**Problem requirements**
Should any entry include an image, skip the image and copy the entry exactly.

── Data for the task

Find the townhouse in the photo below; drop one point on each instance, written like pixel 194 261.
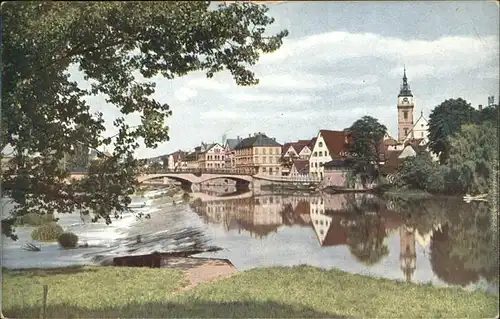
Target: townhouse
pixel 259 154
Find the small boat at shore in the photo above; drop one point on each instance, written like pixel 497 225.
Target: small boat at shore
pixel 469 198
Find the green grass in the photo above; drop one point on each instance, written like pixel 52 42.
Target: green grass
pixel 269 292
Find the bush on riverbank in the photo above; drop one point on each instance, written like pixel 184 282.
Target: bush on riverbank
pixel 47 232
pixel 34 219
pixel 265 292
pixel 68 240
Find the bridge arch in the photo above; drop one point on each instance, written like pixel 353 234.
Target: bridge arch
pixel 183 178
pixel 243 179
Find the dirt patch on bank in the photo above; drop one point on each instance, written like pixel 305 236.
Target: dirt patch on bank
pixel 201 270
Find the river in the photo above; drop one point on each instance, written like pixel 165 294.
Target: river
pixel 442 241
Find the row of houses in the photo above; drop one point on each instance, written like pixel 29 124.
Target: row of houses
pixel 265 156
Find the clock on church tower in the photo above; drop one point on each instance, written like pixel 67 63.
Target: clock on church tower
pixel 406 104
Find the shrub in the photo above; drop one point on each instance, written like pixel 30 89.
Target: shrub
pixel 186 197
pixel 68 240
pixel 420 172
pixel 34 219
pixel 47 232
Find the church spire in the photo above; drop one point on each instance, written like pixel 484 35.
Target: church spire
pixel 405 87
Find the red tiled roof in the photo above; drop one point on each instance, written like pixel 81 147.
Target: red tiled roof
pixel 391 142
pixel 297 146
pixel 335 142
pixel 302 166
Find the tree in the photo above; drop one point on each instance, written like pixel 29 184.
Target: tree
pixel 421 172
pixel 365 148
pixel 473 156
pixel 80 157
pixel 114 44
pixel 445 120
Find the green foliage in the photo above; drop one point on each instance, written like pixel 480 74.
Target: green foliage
pixel 420 172
pixel 47 232
pixel 34 219
pixel 68 240
pixel 118 56
pixel 473 157
pixel 365 149
pixel 261 292
pixel 445 120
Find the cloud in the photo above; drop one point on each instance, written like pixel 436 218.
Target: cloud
pixel 273 98
pixel 185 94
pixel 327 77
pixel 450 53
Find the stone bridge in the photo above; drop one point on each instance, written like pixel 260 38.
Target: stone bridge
pixel 193 178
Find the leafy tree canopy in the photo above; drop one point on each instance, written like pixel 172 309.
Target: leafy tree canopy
pixel 112 43
pixel 365 147
pixel 445 120
pixel 421 172
pixel 473 155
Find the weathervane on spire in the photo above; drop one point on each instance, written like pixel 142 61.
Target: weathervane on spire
pixel 405 88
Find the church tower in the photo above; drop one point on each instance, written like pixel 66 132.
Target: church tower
pixel 406 105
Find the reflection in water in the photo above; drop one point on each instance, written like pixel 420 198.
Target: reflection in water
pixel 411 240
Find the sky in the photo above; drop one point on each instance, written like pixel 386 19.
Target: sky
pixel 341 61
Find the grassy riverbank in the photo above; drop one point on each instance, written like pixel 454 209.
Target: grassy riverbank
pixel 109 292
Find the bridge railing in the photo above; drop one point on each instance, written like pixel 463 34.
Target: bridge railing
pixel 298 179
pixel 221 171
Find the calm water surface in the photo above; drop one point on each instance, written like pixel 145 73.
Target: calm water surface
pixel 442 241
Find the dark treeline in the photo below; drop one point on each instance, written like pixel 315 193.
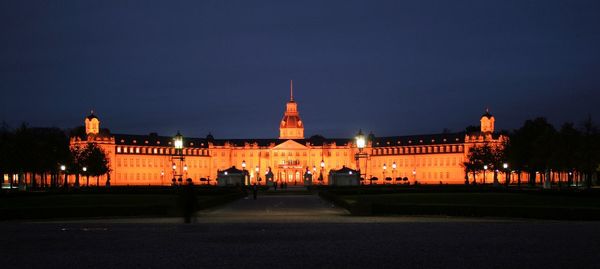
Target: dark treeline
pixel 538 152
pixel 544 152
pixel 32 157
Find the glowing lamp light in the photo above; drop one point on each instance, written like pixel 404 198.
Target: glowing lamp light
pixel 178 141
pixel 360 140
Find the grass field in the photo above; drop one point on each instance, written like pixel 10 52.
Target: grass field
pixel 95 205
pixel 487 204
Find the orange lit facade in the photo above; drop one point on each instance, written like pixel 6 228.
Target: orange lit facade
pixel 151 159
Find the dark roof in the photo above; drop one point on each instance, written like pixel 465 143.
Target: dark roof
pixel 345 170
pixel 415 140
pixel 487 114
pixel 91 116
pixel 232 170
pixel 190 142
pixel 156 140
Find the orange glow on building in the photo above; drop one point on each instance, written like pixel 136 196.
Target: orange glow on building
pixel 428 159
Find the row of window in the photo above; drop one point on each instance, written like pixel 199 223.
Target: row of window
pixel 153 162
pixel 418 162
pixel 417 150
pixel 167 151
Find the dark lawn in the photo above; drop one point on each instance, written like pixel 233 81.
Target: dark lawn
pixel 473 204
pixel 83 205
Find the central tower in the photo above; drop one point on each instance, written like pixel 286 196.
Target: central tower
pixel 291 127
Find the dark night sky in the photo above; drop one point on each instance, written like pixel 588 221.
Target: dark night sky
pixel 393 67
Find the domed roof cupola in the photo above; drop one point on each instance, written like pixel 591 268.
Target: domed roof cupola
pixel 92 124
pixel 487 122
pixel 291 126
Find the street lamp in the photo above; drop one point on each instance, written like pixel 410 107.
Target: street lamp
pixel 506 173
pixel 178 141
pixel 87 176
pixel 63 168
pixel 246 178
pixel 484 171
pixel 178 144
pixel 321 174
pixel 256 169
pixel 360 141
pixel 394 170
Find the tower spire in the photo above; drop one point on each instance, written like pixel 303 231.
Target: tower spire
pixel 291 90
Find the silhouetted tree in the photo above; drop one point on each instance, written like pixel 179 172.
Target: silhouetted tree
pixel 96 161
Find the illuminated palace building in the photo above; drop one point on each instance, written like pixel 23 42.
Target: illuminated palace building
pixel 154 160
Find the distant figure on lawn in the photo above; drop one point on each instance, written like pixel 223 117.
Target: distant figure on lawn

────

**Solved problem**
Find the townhouse in the photo below; drop one point on each instance, written like pixel 194 261.
Target: townhouse
pixel 259 154
Find the small boat at shore in the photo above; drop one point on each instance, written like pixel 497 225.
Target: small boat at shore
pixel 469 198
Find the green grass in the photo above; drop one point on each instance, written like pixel 52 42.
Target: green grass
pixel 269 292
Find the bush on riverbank in the photo above; drop one point on each instance, written like pixel 184 282.
Target: bush on riverbank
pixel 47 232
pixel 34 219
pixel 265 292
pixel 68 240
Find the bridge arch in the photo above; drop one point on each instance, written like pixel 353 234.
Target: bridge arch
pixel 183 178
pixel 243 179
Find the dirt patch on bank in the photo above; drop one point on each instance, written like pixel 305 236.
Target: dirt patch on bank
pixel 201 270
Find the river in the photo above; drop one point on each instance, written like pixel 165 294.
Target: river
pixel 442 241
Find the row of houses in the photo above; drop one point on each instance, written like pixel 29 124.
Target: row of houses
pixel 265 156
Find the clock on church tower in the photo above; drop one point on each instance, written like pixel 67 63.
Target: clock on church tower
pixel 406 104
Find the shrub in the photo above; drop one point on each instance, written like pixel 30 89.
Target: shrub
pixel 186 197
pixel 68 240
pixel 420 172
pixel 34 219
pixel 47 232
Find the church spire in the photo above; drop one point on each instance, written like pixel 484 35.
Target: church spire
pixel 405 87
Find the red tiled roof in the photo above; drop one point on each instance, written like pixel 81 147.
Target: red tiled roof
pixel 391 142
pixel 297 146
pixel 335 142
pixel 302 166
Find the tree in the photo above; drop one point on each instance, written like pixel 29 184.
Target: tree
pixel 421 172
pixel 365 148
pixel 473 156
pixel 80 157
pixel 114 44
pixel 445 120
Find the green foliage in the photo above; drop one point on each instance, written like pixel 480 74.
Target: green foliage
pixel 420 172
pixel 47 232
pixel 34 219
pixel 68 240
pixel 118 56
pixel 473 157
pixel 365 149
pixel 261 292
pixel 445 120
Find the cloud in the photo above; drop one point on each instance, written like pixel 436 218.
Target: cloud
pixel 273 98
pixel 185 94
pixel 327 77
pixel 450 53
Find the stone bridge in the photo above; drop one point on each instance, written like pixel 260 38.
Target: stone bridge
pixel 193 178
Find the leafy tree canopy in the photo above; drop one point on each instance, written like pixel 172 309.
Target: leafy tree canopy
pixel 112 43
pixel 365 147
pixel 445 120
pixel 421 172
pixel 473 155
Find the weathervane on spire in the photo above; drop one point on each instance, written like pixel 142 61.
Target: weathervane on spire
pixel 405 88
Find the church tower in the photo above; drop one point on each instance, written like pixel 66 132.
Target: church tower
pixel 406 105
Find the reflection in water in the photo above; drop one point on each instance, written like pixel 420 198.
Target: reflection in water
pixel 411 240
Find the sky in the photo above; drop one point on each instance, written like pixel 386 19.
Target: sky
pixel 341 61
Find the grassy riverbank in the photo above; drop one point on each instance, written like pixel 454 209.
Target: grassy riverbank
pixel 109 292
Find the bridge railing in the photo above; drop one point on each instance, written like pixel 463 34.
Target: bridge railing
pixel 298 179
pixel 221 171
Find the calm water surface in the photo above; drop one point on each instance, written like pixel 145 73.
Target: calm water surface
pixel 442 241
Find the dark treeline in the photo below; drop one point on each instance, written like pixel 315 193.
Target: dark treeline
pixel 538 152
pixel 544 152
pixel 32 157
Find the glowing lamp light in the photo above; drop one point on each instance, written like pixel 404 198.
Target: glowing lamp light
pixel 178 141
pixel 360 140
Find the grass field in the photo above; drop one point on each instance, written like pixel 10 52.
Target: grass field
pixel 95 205
pixel 487 204
Find the orange lit facade in the photo above; drop one point on each instance, written like pixel 6 228.
Target: orange lit facade
pixel 151 159
Find the dark roof in the photo above; drop one point on each instance, written like pixel 465 143.
Target: dark roof
pixel 345 170
pixel 415 140
pixel 487 114
pixel 91 116
pixel 232 170
pixel 190 142
pixel 156 140
Find the orange glow on building in the photo above; drop one point on each instance, written like pixel 136 196.
Target: orange glow on building
pixel 428 159
Find the row of window in the photo above; drop one point on each instance, written like pixel 199 223.
Target: row of window
pixel 153 162
pixel 418 162
pixel 417 150
pixel 167 151
Find the dark lawn in the photo above; drop one point on each instance, written like pixel 233 81.
Target: dark lawn
pixel 473 204
pixel 83 205
Find the central tower in the photo above; drop one point on each instance, written like pixel 286 196.
Target: central tower
pixel 291 127
Find the dark night sky in the photo above; drop one point on each instance, written like pixel 588 221.
Target: dark night sky
pixel 393 67
Find the domed roof cupola in the photo above; drop one point on each instance, written like pixel 591 268.
Target: domed roof cupola
pixel 92 124
pixel 487 122
pixel 291 126
Find the street lamp in the photo above; drop one point on each instance, written like pixel 410 107.
Target: street lamp
pixel 506 173
pixel 178 141
pixel 87 176
pixel 63 168
pixel 246 178
pixel 484 171
pixel 178 144
pixel 321 174
pixel 256 169
pixel 360 141
pixel 394 170
Find the tower spire in the photo above; drop one point on each instance, written like pixel 303 231.
Target: tower spire
pixel 291 90
Find the silhouetted tree in the photo above; drop one point on each instance, written like pixel 179 172.
Target: silhouetted tree
pixel 96 161
Find the illuminated palace building in the photo above; drop one point on each instance, written like pixel 23 42.
Target: illuminated palace building
pixel 154 160
Find the distant figure on lawn in the photo above; drop one point on each instance, written like pixel 223 117.
Target: distant figure on lawn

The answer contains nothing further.